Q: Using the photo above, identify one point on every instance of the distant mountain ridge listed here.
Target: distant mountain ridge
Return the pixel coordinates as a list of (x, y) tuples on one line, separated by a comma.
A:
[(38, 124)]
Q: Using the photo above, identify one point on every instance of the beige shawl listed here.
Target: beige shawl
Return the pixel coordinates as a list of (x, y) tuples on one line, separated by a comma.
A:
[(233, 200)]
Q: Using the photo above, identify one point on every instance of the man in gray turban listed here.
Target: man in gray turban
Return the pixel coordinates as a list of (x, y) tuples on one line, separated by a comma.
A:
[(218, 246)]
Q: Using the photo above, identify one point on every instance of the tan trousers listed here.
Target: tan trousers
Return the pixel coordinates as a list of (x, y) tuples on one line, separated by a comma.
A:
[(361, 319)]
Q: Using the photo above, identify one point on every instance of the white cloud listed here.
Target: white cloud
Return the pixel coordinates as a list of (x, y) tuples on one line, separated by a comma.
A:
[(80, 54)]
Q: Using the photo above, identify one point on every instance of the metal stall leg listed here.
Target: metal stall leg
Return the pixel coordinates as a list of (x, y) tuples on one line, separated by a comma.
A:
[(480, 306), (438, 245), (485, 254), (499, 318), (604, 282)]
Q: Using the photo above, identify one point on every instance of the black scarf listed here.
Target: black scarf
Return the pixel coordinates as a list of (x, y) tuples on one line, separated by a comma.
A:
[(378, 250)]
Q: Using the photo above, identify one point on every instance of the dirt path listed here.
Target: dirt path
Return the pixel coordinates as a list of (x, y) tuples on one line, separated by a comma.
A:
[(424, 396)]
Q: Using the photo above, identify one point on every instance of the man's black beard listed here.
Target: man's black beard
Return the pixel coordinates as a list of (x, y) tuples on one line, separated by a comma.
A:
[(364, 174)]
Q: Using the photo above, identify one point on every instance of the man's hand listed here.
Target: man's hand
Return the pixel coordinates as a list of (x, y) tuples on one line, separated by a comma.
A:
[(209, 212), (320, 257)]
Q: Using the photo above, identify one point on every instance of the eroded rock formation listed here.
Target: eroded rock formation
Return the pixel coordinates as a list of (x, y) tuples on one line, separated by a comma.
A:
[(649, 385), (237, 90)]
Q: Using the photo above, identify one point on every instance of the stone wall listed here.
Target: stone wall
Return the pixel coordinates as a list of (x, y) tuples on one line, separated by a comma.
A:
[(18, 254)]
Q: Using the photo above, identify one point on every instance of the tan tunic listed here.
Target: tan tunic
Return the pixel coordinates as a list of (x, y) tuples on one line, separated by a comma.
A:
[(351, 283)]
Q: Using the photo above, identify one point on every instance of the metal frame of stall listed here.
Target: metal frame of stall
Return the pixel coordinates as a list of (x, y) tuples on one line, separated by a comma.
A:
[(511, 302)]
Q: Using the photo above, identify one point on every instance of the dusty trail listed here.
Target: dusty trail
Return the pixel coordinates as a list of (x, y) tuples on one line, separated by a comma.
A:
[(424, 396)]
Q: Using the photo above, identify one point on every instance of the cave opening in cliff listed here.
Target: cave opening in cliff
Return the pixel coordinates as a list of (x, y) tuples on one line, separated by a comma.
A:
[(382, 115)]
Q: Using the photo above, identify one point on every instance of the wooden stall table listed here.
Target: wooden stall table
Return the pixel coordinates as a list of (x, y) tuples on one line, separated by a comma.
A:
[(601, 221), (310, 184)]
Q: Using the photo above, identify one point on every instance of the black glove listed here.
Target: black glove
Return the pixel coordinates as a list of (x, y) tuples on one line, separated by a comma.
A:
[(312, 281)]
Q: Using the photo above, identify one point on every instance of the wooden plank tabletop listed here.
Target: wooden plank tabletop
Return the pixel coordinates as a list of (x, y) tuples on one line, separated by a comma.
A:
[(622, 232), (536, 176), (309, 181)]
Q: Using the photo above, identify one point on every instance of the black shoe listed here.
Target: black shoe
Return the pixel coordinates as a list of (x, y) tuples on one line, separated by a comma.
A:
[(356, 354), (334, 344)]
-------
**Assigned task:** Would you copy out all of the entries exactly?

**Output of the exercise:**
Q: Using the photo above, identify one point on every instance of the distant mountain ridge listed here.
Target: distant mountain ridge
Return the pixel coordinates as a list of (x, y) tuples on one line, separated by a comma.
A:
[(38, 124)]
Q: Using the photo above, identify one point on every instance of the beige shawl listed here.
Target: beige shawl
Return the pixel coordinates as a list of (x, y) tuples on one line, separated by a comma.
A:
[(233, 200)]
Q: Using the photo above, identify one point on every instance of the man in gray turban listed here.
Target: man in gray turban
Return the pixel coordinates as a list of (x, y) tuples on one line, separated by a comma.
A:
[(218, 246)]
Q: Using the photo above, identify one point on every instance of the tan trousers listed here.
Target: tan trousers
Return the pixel coordinates as a list of (x, y) tuples on one line, separated by a comma.
A:
[(361, 319)]
Q: Using the photo above, identify one point on every instance of the white cloud listed here.
Target: white cloud
Return the pixel coordinates as a list of (x, y) tuples on one line, separated by a comma.
A:
[(80, 54)]
Q: Using the photo above, identify one point on every instance of the metal stall leg listed here.
Target: metal stall leg
Return the pixel coordinates as a list of (x, y) tuples on one line, separated by a comma.
A:
[(480, 306), (438, 245), (485, 254), (499, 318), (604, 282)]
Q: Using the photo above, identify one point on every instance of the black scarf listed here.
Target: black scarf
Return the pixel coordinates as a list of (x, y) tuples on one line, separated by a comma.
A:
[(378, 250)]
Q: Using the photo above, identify one point on every instance of the dirt path listed here.
Target: dirt path
Return the pixel coordinates as a list of (x, y) tuples on one line, separated by a comma.
A:
[(424, 396)]
Q: Using the photo above, identify one point on every instance of the man's black beard listed here.
Target: man's black beard
Return the pixel coordinates as a list of (x, y) tuples on one line, separated by a comma.
A:
[(364, 174)]
Q: Using the photo above, identify one point on every instance of the man's hand listed here.
Target: man's hand
Return the pixel coordinates as a list of (x, y) tuples on one line, separated by a comma.
A:
[(209, 212), (320, 257)]
Q: Using the photo above, identify one point on every instance of the eroded rock formation listed here.
Target: eroded rock formation
Return the pixel coordinates as a list of (x, y) tuples on one line, separated by a comma.
A:
[(649, 385), (237, 90)]
Q: Using the photo above, identify one point on every instance of the stone wall listed here.
Target: stone wall
Return the pixel coordinates as a list of (x, y) tuples on one line, separated by a comma.
A:
[(18, 254)]
Q: Using the photo above, identify one point on every instance of the tan tunic listed here.
Target: tan tunic
Return the pixel coordinates as a list of (x, y) tuples on one line, separated by a comma.
A:
[(351, 283)]
Q: Using the photo above, identify one point on every instance of the metal frame of stall listed here.
Target: metal frame of stall
Return the pixel coordinates as a list of (x, y) tuples on one line, separated by a comma.
A:
[(511, 302)]
Q: Using the photo above, identify one point on every instance of the dusty trail listed here.
Target: dusty trail
Return the pixel coordinates as a list of (x, y) tuples on one line, separated by a comma.
A:
[(424, 396)]
Q: Using the photo above, identify one point on every instance of the cave opening in cliff listed here.
Target: cave opening in cliff
Return the pixel coordinates as a list of (x, y) tuples on one line, separated by a comma.
A:
[(382, 115)]
Q: Using the photo above, identify one point on every instance of the wooden stall table listed here.
Target: wooden stall table
Return the pixel coordinates as a list of (x, y) tuples on one line, separated by a comma.
A:
[(601, 221), (310, 184)]
Q: Using the photo above, identify one point on every instance of the black glove listed here.
Target: black glove
Return the pixel coordinates as a list of (x, y) tuples on one line, separated by a comma.
A:
[(312, 281)]
Q: Using the photo above, identify one point on every instance of the wooden plank tabletop listed here.
Target: wooden plank tabletop
Return the pixel coordinates as a list of (x, y) tuples on one line, separated by a comma.
A:
[(622, 232), (536, 176), (309, 181)]
Q: Using the photo above, identify one point on every instance of the black shoe listed here.
Target: black shoe
Return the pixel coordinates as a list of (x, y) tuples on one line, separated by a comma.
A:
[(356, 354), (334, 344)]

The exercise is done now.